=== THE REQUEST ===
Substitute "man's wrist" for "man's hand" in everything from the line containing "Note: locate the man's hand" down to the line containing "pixel 193 96". Return only those lines, with nothing else changed.

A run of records
========================================

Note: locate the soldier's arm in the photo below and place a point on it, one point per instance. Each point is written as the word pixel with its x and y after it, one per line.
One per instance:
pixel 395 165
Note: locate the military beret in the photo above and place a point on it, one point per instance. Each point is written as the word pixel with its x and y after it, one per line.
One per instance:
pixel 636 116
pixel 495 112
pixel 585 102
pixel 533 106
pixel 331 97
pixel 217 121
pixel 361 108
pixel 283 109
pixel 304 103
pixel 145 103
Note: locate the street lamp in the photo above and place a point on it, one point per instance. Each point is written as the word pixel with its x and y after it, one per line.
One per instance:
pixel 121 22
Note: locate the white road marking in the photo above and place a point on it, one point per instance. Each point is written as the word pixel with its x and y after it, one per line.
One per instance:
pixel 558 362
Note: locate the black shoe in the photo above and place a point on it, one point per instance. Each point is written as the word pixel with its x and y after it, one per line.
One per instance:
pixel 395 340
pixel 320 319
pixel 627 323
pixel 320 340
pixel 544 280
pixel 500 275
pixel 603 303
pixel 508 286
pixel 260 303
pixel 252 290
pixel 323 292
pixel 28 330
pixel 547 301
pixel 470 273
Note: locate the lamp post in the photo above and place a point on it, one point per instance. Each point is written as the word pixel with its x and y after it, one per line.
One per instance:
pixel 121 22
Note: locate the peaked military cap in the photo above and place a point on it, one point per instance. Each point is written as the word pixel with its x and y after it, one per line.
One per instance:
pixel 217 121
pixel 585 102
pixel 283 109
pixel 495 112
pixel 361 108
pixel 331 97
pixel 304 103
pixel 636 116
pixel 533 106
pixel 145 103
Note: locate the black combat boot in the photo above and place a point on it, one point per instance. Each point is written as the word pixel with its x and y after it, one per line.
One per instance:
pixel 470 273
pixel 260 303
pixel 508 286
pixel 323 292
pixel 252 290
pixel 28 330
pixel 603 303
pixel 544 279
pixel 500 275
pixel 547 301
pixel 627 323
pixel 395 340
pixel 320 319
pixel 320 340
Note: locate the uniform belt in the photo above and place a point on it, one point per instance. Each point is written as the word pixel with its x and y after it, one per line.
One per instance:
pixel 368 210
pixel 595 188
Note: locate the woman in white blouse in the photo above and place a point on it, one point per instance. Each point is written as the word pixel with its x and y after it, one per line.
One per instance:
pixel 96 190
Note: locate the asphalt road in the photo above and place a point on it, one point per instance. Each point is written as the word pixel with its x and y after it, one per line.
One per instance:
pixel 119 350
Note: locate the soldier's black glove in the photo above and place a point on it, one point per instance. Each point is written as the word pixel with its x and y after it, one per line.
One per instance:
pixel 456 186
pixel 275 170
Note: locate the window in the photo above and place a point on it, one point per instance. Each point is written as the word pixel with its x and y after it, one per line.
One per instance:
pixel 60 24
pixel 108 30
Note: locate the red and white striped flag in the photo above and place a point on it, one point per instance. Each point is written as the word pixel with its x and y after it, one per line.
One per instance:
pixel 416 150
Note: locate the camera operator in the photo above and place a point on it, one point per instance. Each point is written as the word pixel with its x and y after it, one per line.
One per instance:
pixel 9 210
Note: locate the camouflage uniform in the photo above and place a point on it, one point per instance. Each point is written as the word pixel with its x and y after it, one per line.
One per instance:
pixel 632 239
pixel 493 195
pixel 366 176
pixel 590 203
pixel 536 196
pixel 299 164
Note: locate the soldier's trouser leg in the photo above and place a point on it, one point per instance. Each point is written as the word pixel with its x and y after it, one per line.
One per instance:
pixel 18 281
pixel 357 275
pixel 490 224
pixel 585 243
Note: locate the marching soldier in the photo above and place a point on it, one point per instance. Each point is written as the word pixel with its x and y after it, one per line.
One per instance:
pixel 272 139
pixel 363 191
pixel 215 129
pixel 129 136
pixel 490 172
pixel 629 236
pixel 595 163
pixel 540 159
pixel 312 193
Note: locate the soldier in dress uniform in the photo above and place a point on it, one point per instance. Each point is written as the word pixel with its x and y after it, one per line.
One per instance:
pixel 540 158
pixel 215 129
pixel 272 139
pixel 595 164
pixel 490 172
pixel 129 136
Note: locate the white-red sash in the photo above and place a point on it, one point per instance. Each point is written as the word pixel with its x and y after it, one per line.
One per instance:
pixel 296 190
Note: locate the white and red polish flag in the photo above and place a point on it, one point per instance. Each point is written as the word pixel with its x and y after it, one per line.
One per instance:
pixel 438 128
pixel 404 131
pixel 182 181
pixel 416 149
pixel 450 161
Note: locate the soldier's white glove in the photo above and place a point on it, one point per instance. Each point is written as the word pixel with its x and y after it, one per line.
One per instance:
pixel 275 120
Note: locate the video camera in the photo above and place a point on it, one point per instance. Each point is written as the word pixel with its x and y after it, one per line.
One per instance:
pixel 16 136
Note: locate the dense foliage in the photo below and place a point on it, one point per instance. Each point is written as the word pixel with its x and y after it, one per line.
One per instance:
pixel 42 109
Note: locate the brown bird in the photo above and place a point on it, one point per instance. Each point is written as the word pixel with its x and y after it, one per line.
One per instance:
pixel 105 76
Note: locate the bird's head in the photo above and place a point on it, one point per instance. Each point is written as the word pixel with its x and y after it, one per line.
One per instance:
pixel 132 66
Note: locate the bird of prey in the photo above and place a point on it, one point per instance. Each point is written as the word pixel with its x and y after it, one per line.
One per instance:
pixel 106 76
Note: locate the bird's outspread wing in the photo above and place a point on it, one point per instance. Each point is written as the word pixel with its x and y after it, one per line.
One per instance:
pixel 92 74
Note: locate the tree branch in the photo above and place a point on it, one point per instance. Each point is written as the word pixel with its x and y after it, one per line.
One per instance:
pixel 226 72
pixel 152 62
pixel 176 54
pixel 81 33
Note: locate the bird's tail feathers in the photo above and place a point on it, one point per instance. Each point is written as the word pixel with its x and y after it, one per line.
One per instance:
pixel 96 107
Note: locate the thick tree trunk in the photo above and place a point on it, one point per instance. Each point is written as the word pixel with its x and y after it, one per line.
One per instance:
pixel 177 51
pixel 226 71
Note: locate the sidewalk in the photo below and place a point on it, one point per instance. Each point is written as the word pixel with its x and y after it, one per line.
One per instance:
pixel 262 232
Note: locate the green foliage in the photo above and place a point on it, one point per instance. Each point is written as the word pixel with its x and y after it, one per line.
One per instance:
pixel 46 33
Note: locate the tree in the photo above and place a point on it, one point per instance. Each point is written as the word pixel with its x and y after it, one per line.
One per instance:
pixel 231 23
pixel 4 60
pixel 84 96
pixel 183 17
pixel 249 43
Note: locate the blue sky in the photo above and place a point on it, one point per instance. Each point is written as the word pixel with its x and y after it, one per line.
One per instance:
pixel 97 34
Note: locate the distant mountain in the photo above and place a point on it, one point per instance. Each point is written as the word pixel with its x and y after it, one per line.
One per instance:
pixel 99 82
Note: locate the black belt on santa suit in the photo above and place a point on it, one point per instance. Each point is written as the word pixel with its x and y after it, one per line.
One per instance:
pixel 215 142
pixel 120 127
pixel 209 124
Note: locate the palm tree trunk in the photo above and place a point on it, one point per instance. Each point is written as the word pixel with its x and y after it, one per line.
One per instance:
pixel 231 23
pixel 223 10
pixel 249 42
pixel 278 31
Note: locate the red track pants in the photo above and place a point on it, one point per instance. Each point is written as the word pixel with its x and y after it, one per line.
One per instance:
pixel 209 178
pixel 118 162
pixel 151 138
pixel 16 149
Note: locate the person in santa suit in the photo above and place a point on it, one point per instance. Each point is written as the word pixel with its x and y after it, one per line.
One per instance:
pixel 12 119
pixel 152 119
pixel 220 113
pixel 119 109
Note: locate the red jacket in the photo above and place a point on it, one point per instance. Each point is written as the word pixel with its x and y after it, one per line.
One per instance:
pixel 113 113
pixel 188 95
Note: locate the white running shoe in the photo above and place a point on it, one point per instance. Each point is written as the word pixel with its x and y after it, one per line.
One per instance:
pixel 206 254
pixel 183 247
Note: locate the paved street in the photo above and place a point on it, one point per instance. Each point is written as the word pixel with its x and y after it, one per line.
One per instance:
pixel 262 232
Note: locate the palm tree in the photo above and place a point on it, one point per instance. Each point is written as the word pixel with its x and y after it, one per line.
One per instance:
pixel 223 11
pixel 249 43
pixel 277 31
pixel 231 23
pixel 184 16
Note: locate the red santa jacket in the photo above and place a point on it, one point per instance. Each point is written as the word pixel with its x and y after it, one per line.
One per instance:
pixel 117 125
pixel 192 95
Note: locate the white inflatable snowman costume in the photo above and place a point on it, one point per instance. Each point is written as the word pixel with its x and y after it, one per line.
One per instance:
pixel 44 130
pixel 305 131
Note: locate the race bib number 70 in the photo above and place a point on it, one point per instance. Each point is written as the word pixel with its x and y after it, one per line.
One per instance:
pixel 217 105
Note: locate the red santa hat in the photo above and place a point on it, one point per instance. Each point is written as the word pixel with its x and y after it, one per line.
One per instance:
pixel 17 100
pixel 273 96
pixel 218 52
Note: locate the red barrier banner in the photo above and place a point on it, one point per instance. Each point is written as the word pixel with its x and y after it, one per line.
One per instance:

========================================

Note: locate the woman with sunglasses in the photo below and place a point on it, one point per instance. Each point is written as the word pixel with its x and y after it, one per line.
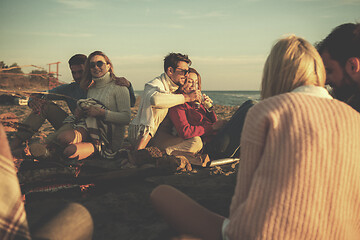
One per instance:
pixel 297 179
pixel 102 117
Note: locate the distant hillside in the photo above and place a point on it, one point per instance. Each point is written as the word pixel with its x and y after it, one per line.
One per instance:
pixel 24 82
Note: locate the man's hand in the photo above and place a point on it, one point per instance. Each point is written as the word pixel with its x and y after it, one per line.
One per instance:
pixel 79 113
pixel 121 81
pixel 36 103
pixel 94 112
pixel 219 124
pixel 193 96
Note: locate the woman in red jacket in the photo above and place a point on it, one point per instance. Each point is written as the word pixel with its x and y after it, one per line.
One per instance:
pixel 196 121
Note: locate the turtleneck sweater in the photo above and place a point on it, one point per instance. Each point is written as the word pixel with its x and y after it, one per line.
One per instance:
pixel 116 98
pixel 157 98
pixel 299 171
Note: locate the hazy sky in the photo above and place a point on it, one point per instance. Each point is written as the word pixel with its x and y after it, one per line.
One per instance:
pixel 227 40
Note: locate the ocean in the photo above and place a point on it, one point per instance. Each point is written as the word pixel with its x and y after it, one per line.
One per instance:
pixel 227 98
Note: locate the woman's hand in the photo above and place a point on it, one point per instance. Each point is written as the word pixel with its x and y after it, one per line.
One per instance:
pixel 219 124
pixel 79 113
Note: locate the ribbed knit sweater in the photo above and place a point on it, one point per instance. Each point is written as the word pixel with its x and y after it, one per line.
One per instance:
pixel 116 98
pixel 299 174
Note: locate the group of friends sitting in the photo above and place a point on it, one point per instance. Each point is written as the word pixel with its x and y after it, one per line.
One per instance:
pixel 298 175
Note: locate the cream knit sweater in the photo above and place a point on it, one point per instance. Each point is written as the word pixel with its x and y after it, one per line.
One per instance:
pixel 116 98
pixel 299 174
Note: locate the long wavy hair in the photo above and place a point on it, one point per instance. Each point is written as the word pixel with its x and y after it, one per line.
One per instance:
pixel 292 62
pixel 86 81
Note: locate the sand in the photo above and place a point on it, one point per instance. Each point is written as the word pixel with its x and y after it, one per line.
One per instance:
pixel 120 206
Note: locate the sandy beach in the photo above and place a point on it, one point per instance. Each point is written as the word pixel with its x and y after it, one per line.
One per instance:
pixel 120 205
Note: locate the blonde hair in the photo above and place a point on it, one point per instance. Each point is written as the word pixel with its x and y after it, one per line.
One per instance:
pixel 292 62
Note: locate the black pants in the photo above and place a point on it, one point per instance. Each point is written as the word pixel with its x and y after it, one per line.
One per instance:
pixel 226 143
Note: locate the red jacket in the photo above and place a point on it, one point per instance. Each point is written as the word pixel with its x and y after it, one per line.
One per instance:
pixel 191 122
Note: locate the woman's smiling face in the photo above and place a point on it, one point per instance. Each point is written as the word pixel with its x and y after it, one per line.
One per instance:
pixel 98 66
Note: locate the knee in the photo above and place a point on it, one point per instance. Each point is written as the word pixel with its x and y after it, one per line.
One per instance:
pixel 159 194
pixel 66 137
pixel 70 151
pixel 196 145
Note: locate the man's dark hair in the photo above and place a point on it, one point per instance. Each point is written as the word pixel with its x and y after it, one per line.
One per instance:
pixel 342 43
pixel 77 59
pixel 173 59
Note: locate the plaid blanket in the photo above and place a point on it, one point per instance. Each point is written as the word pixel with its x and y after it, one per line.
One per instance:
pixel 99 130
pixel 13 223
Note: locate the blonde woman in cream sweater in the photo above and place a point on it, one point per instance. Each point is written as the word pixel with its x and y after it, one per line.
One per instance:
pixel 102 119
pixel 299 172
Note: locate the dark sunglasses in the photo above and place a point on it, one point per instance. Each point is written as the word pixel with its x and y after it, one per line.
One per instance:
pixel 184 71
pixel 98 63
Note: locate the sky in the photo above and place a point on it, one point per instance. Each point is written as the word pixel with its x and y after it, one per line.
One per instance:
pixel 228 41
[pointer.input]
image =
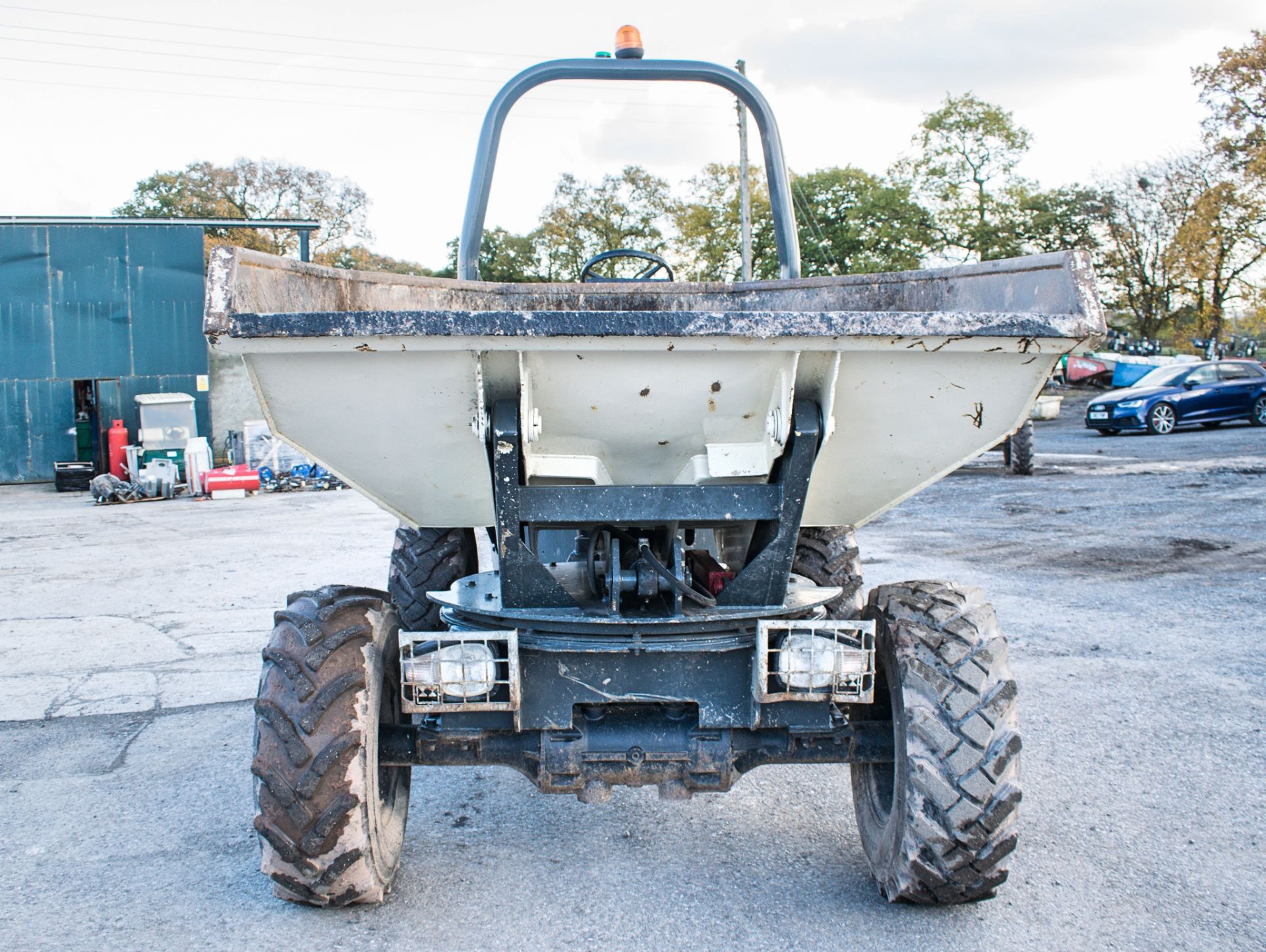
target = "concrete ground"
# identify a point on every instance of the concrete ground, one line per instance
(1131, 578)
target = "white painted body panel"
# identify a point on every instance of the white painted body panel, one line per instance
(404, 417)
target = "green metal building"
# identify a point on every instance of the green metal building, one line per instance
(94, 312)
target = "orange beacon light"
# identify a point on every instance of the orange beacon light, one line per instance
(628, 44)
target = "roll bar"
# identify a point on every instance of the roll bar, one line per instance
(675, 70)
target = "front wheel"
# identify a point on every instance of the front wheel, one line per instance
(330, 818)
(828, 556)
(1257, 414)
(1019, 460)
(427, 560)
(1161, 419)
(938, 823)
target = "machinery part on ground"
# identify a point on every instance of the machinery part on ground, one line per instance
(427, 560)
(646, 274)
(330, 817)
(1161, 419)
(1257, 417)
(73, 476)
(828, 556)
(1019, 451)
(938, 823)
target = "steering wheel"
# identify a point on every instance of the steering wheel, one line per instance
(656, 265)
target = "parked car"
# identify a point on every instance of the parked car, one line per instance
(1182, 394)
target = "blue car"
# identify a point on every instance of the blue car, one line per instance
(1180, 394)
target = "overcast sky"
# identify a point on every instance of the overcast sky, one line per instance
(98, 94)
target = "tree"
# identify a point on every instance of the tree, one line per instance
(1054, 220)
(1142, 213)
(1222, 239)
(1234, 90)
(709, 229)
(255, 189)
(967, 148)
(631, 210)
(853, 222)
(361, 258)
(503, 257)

========================================

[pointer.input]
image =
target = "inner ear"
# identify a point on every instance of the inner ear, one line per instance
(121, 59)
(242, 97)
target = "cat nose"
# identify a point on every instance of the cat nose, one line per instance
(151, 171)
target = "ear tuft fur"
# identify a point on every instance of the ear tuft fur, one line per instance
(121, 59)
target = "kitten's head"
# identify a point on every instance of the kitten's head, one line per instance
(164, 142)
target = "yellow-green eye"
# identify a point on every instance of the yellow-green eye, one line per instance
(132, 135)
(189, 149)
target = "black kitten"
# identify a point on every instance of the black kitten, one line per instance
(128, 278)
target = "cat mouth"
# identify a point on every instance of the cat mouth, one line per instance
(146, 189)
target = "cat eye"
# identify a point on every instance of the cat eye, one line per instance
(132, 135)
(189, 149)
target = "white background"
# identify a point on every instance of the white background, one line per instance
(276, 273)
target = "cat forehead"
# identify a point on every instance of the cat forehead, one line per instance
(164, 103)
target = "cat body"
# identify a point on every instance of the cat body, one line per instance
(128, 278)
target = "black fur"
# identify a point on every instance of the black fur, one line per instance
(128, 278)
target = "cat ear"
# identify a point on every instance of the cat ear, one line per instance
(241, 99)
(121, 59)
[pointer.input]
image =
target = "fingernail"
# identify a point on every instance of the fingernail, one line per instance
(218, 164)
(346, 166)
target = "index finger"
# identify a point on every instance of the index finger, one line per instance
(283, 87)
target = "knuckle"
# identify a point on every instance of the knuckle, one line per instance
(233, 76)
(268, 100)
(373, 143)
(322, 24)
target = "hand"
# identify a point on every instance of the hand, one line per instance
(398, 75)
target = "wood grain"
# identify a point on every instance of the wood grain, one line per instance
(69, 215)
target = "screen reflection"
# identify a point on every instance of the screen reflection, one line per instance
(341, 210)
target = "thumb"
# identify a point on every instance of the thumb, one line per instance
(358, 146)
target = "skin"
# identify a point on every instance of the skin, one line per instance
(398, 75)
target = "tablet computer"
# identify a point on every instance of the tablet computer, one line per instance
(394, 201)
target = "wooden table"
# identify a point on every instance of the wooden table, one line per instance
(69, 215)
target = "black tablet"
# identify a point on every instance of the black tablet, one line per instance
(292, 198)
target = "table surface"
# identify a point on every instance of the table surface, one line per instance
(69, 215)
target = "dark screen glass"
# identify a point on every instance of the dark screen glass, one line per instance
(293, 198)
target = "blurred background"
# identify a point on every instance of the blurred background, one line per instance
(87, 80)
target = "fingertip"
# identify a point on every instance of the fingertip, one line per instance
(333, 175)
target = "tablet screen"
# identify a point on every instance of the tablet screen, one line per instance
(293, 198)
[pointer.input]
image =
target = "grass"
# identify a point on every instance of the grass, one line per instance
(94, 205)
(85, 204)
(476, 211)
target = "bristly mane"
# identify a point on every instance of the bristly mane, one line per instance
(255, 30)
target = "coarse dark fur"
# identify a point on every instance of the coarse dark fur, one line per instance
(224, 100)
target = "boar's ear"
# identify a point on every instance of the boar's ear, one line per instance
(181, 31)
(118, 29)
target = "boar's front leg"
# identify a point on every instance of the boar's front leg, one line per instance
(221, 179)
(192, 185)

========================================

=== SOLVED PROBLEM ===
Note: locate the man's wrist in the photo above and place a point on it, one point per instance. Each point is written as the word pixel with its x and y after it, one per line.
One per instance:
pixel 79 113
pixel 121 81
pixel 36 103
pixel 94 112
pixel 219 124
pixel 193 96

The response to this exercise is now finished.